╭──
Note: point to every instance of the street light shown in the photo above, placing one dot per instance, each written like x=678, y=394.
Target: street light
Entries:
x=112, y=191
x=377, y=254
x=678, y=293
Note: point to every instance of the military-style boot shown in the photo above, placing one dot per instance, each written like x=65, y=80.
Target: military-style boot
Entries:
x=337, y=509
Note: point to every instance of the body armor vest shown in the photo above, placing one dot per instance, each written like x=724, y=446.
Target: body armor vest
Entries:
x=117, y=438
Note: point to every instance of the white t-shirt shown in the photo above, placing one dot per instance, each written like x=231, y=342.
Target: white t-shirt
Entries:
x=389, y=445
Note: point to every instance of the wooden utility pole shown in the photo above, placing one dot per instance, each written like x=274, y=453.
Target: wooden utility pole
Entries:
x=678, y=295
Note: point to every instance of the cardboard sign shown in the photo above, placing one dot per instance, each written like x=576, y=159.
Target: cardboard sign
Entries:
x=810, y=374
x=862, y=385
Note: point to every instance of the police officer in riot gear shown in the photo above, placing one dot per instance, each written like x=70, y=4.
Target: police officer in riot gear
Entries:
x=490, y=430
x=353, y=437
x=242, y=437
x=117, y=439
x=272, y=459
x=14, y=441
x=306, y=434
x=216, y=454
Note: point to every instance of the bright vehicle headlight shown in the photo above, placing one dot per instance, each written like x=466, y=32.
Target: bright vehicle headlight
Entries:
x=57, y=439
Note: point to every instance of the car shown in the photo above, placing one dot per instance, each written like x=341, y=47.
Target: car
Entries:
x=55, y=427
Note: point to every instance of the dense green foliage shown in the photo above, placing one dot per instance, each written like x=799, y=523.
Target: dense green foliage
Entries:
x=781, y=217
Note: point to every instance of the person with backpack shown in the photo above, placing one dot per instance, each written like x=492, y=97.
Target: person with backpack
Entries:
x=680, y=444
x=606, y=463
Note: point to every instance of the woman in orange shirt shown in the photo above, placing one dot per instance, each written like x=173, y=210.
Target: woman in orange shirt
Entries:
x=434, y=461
╰──
* [EXERCISE]:
Give every entry back unchanged. Leave none out.

* [EXERCISE RESPONSE]:
Note: point to every instance of the street light shown in the photo above, placing one dot per instance, each written like x=678, y=394.
Target: street light
Entries:
x=112, y=191
x=377, y=254
x=678, y=293
Note: point to every instance of the military-style boot shown in the photo above, placing one dot per instance, each written like x=65, y=80.
Target: military-style boot
Entries:
x=337, y=509
Note: point to every instance of the body armor vest shown in the photo above, placing one dot per instance, each written like x=724, y=446.
Target: body armor vest
Entries:
x=117, y=438
Note: point to every instance of the white t-shirt shown in the photo above, placing one dot per instance, each written like x=231, y=342.
Target: white t-shirt
Entries:
x=389, y=445
Note: point to every instance of the wooden utility pole shown in the photo above, placing one dot per instance, each written like x=274, y=453.
Target: wooden utility pole
Entries:
x=678, y=295
Note: point to every instance of the cardboard sign shown in the photo above, placing one dot per instance, each written like x=576, y=159.
Target: cardboard sign
Entries:
x=810, y=374
x=862, y=385
Note: point to every instance of the police officer in riot gear shown in the photo above, placing one dot per instance, each written like x=70, y=4.
Target: police officer in riot gear
Entries:
x=490, y=430
x=353, y=437
x=242, y=437
x=117, y=439
x=272, y=459
x=14, y=441
x=306, y=434
x=216, y=454
Note: point to every instance of the bright vehicle headlight shown in the photo above, placing one dot per instance, each written like x=466, y=32.
Target: bright vehicle headlight
Entries:
x=57, y=439
Note: point to every instance of the car shown in the photo above, placing one dot per instance, each written like x=341, y=47.
Target: car
Entries:
x=55, y=427
Note: point to every instance of the dense green foliage shown in the photo above, placing one dot per instance, each written like x=799, y=523.
Target: dense green foliage
Entries:
x=781, y=217
Note: point to every instance of the person with backpack shown in the photo above, placing one dot per instance, each written like x=492, y=97.
Target: person with backpack
Entries:
x=680, y=444
x=606, y=463
Note: point to every instance of the woman in orange shirt shown in the photo above, placing one dot per instance, each written like x=173, y=210.
Target: woman in orange shirt
Entries:
x=434, y=461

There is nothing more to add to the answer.